* **THE DATA**:
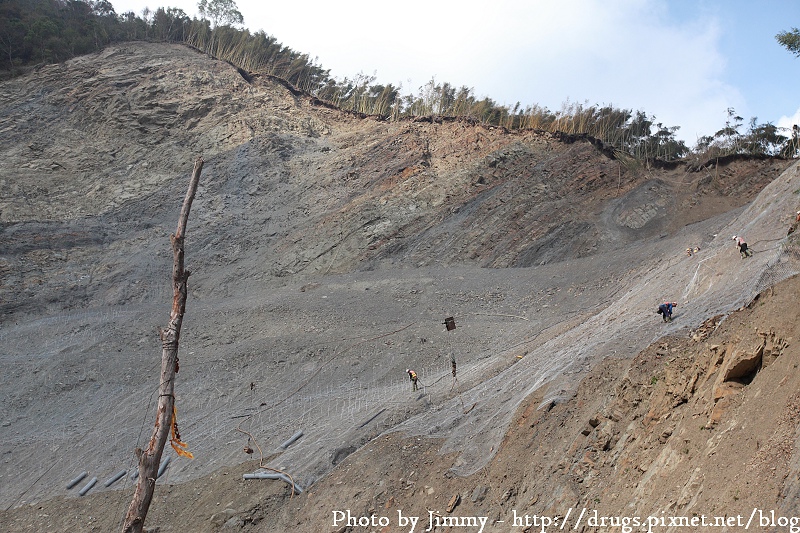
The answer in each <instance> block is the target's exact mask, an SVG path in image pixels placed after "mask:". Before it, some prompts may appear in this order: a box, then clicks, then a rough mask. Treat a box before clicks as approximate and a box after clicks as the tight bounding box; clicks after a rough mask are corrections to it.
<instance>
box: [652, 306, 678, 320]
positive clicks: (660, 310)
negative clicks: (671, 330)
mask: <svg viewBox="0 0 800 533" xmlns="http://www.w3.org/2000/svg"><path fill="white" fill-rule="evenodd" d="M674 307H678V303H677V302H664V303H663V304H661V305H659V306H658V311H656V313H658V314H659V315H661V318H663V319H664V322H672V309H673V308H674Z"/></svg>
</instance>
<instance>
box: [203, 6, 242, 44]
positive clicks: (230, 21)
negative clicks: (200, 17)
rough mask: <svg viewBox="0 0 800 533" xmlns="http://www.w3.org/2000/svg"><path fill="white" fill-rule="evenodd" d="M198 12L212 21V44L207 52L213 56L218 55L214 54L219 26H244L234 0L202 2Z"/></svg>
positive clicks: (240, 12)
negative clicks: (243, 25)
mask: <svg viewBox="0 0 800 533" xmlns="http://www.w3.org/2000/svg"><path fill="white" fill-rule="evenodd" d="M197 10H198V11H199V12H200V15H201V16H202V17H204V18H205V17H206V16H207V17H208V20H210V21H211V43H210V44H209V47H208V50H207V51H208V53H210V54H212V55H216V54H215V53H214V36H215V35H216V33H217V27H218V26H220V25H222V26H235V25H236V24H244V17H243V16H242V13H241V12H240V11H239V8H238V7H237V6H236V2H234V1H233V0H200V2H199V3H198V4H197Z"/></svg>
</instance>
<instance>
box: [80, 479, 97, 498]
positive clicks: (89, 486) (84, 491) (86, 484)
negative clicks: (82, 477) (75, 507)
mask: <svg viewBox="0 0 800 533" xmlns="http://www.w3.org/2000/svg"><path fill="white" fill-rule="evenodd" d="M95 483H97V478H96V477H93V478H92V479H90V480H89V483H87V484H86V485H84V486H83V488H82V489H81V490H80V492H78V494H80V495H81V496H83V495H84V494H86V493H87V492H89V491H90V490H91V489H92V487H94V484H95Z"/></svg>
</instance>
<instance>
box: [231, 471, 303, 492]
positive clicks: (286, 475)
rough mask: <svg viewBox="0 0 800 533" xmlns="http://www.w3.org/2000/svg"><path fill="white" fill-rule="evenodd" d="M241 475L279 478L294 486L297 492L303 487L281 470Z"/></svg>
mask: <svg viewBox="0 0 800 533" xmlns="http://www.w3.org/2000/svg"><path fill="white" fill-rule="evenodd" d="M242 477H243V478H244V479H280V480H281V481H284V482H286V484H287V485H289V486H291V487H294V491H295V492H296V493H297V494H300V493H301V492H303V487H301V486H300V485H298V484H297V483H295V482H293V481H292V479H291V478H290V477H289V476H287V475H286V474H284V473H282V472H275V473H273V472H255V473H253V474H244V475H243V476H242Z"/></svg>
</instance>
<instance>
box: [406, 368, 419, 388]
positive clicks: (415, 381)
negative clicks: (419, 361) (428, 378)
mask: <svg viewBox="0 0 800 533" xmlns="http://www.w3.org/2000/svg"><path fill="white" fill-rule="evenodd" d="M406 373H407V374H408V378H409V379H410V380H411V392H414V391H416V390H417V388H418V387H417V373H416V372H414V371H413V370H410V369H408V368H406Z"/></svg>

* **TASK TO COMPLETE**: Could you set down, exactly as written, every line from the start of the records above through the line containing "positive clicks: (286, 475)", leaving the pictures out?

* **ANSWER TO THIS EXERCISE**:
The answer in each <instance> block is the target's exact mask, an SVG path in image pixels placed after "mask:". Before it, some prompts may appear in this order: a box, then clicks, then a rough mask. Treat a box before clicks as approximate and a box after clicks as the tight bounding box; clicks after a rough mask are corrections to it.
<instance>
box: [652, 306, 678, 320]
positive clicks: (660, 310)
negative clicks: (671, 330)
mask: <svg viewBox="0 0 800 533" xmlns="http://www.w3.org/2000/svg"><path fill="white" fill-rule="evenodd" d="M674 307H678V303H677V302H664V303H663V304H661V305H659V306H658V311H656V313H658V314H659V315H661V318H663V319H664V322H672V309H673V308H674Z"/></svg>
</instance>
<instance>
box: [203, 6, 242, 44]
positive clicks: (230, 21)
negative clicks: (200, 17)
rough mask: <svg viewBox="0 0 800 533" xmlns="http://www.w3.org/2000/svg"><path fill="white" fill-rule="evenodd" d="M198 12L212 21V44L207 52L213 56L218 55L214 54L219 26H244L234 0L202 2Z"/></svg>
positive clicks: (240, 12)
negative clicks: (243, 25)
mask: <svg viewBox="0 0 800 533" xmlns="http://www.w3.org/2000/svg"><path fill="white" fill-rule="evenodd" d="M197 10H198V11H199V12H200V15H201V16H202V17H204V18H205V17H206V16H207V17H208V20H210V21H211V43H210V44H209V47H208V50H207V51H208V53H210V54H212V55H216V54H215V53H214V36H215V35H216V33H217V27H218V26H220V25H222V26H235V25H236V24H244V17H243V16H242V13H241V12H240V11H239V8H238V7H237V6H236V2H234V1H233V0H200V2H199V3H198V4H197Z"/></svg>
</instance>
<instance>
box: [80, 479, 97, 498]
positive clicks: (89, 486) (84, 491) (86, 484)
negative clicks: (82, 477) (75, 507)
mask: <svg viewBox="0 0 800 533" xmlns="http://www.w3.org/2000/svg"><path fill="white" fill-rule="evenodd" d="M95 483H97V478H96V477H93V478H92V479H90V480H89V483H87V484H86V485H84V486H83V488H82V489H81V490H80V492H78V494H80V495H81V496H83V495H84V494H86V493H87V492H89V491H90V490H91V489H92V487H94V484H95Z"/></svg>
</instance>
<instance>
box: [231, 471, 303, 492]
positive clicks: (286, 475)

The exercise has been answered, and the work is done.